» **AIM OF THE TASK**:
Reproduce word for word everything in the rows below, from the line containing "139, row 59." down to the line containing "column 86, row 174", with both of those lines included.

» **RECORDS FOR THIS EXERCISE**:
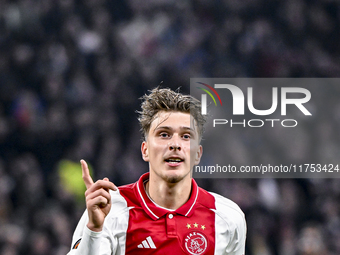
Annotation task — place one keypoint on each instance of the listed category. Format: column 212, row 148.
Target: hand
column 98, row 198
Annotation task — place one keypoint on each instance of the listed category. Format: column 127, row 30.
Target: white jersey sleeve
column 230, row 227
column 111, row 240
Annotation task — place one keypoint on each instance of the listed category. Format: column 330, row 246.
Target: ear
column 145, row 152
column 198, row 155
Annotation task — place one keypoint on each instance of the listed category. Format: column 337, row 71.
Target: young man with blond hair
column 164, row 212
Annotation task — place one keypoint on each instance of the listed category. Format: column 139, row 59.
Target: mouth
column 174, row 161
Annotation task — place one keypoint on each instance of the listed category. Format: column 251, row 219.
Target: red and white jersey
column 206, row 224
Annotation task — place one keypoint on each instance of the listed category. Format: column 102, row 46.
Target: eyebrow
column 170, row 128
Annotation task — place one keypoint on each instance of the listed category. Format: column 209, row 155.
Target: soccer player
column 164, row 212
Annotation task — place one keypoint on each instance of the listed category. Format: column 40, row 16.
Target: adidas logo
column 148, row 243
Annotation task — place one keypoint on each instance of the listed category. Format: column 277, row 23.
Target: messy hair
column 165, row 99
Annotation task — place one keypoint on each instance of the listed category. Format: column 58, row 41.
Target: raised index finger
column 86, row 174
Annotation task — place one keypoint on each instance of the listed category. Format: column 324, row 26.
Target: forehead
column 174, row 120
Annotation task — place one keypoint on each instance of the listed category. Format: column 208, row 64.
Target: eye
column 186, row 136
column 164, row 135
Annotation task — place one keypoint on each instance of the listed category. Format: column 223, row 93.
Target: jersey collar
column 156, row 212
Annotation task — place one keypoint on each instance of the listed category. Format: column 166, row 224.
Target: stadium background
column 71, row 73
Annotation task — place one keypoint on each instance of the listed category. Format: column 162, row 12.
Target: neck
column 169, row 195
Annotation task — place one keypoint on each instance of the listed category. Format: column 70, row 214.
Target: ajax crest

» **CORRECT OUTPUT**:
Annotation task — place one keypoint on each instance of the listed category. Format: column 139, row 59.
Target: mouth
column 174, row 161
Annotation task — place one keypoint on each instance of the listed category. Format: column 251, row 219.
Target: red and white jersey
column 206, row 224
Annotation task — place one keypoint on each instance of the listed category. Format: column 102, row 46.
Target: eyebrow
column 170, row 128
Annotation task — place one keypoint on each instance of the listed category. Format: column 209, row 155.
Target: soccer player
column 164, row 212
Annotation task — place one keypoint on each instance of the listed category. Format: column 40, row 16.
Target: adidas logo
column 148, row 243
Annotation task — place one keypoint on each instance of the listed category. Format: column 277, row 23.
Target: messy hair
column 165, row 99
Annotation task — place one keypoint on each instance of the listed category. Format: column 58, row 41.
Target: raised index finger
column 86, row 174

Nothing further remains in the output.